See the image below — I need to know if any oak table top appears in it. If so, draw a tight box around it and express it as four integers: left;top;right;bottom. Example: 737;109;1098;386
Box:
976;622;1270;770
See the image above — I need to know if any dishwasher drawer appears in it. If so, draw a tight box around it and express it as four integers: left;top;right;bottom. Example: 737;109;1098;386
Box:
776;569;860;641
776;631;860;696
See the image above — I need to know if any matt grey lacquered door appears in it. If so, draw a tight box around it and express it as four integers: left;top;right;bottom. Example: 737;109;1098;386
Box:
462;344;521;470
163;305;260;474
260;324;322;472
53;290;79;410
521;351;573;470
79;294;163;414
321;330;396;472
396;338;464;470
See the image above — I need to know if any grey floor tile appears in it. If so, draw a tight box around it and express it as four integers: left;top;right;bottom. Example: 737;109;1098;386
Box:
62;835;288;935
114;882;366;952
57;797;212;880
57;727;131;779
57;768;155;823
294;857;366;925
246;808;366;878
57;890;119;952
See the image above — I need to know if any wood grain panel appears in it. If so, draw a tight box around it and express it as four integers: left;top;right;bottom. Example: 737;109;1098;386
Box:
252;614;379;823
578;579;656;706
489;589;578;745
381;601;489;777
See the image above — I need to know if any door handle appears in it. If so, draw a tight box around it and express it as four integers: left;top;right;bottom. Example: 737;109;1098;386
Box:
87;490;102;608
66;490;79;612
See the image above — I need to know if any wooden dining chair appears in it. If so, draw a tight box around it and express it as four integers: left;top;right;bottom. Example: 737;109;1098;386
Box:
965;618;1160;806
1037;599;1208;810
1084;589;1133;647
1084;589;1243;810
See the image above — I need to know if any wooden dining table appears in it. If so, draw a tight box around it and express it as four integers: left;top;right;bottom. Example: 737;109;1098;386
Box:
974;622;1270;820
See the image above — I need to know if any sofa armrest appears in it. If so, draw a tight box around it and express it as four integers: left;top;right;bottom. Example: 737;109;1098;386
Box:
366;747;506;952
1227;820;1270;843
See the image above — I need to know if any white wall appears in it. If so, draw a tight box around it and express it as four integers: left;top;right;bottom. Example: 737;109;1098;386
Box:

====

◆ **What you are asked to do**: Reproduce every one of the records above verbatim, line for line, with no changes.

◆ **Result for this task**:
See the image below — I need to know if any oak table top appears in it. If so, draw a tight box around it and express it as four integers: left;top;right;bottom. Example: 737;109;1098;386
Box:
976;622;1270;770
See the image above — I need to know if any dishwasher drawer appears in it. If so, draw a tight box around it and express it as four integers: left;top;right;bottom. Example: 737;109;1098;386
Box:
776;569;860;641
776;631;860;696
See the image above — I need to know if any matt grey lacquered door appears in it. If so, draw a tight box around it and express it as four integers: left;top;right;bottom. Example: 737;109;1098;386
Box:
462;344;521;470
163;305;260;474
260;324;322;472
53;290;79;410
521;351;573;470
79;294;163;414
321;330;396;472
396;338;464;470
See the image above — I need to know if any grey floor tile appears in it. If so, draw a tight box around it and express it as four integers: left;top;right;bottom. Example: 737;109;1098;386
Box:
62;835;288;935
114;882;366;952
57;797;212;880
57;727;131;779
57;768;155;823
294;857;366;925
246;808;366;878
57;890;119;952
See the image above — I need to know if any wood grain panel appears in it. If so, draw a tight box around it and express it as four integers: left;top;right;bottom. Example: 737;109;1098;386
Box:
252;614;379;823
578;579;656;706
489;589;578;745
381;601;489;777
See the image above — I need to know if any door handle appears in it. If so, draw a tight box around it and express it as four integers: left;top;right;bottom. Example: 737;109;1098;386
Box:
87;490;102;608
66;490;79;612
See the image above — I need to know if any wooden dining chair appears in it. If so, draw a tight box around it and express it as four integers: left;top;right;bottom. Example: 737;109;1098;386
Box:
965;618;1160;806
1037;599;1208;810
1084;589;1133;647
1084;589;1243;810
See the image above — I need to know if any wooden dining table appears in it. If so, draw a tight box around it and express it as four integers: left;top;right;bottom. Example: 737;109;1098;386
Box:
974;622;1270;820
See the image above — I need to know if any sofa armrest appears in it. If so, draw a tight box around it and express it as four integers: left;top;right;bottom. Example: 737;109;1098;386
Box:
366;747;506;952
1227;820;1270;843
See the image above — I need to know if any white wall appears in it. If so, draw a tight box around it and express it as four integers: left;top;right;bottom. Example: 737;109;1098;386
Box:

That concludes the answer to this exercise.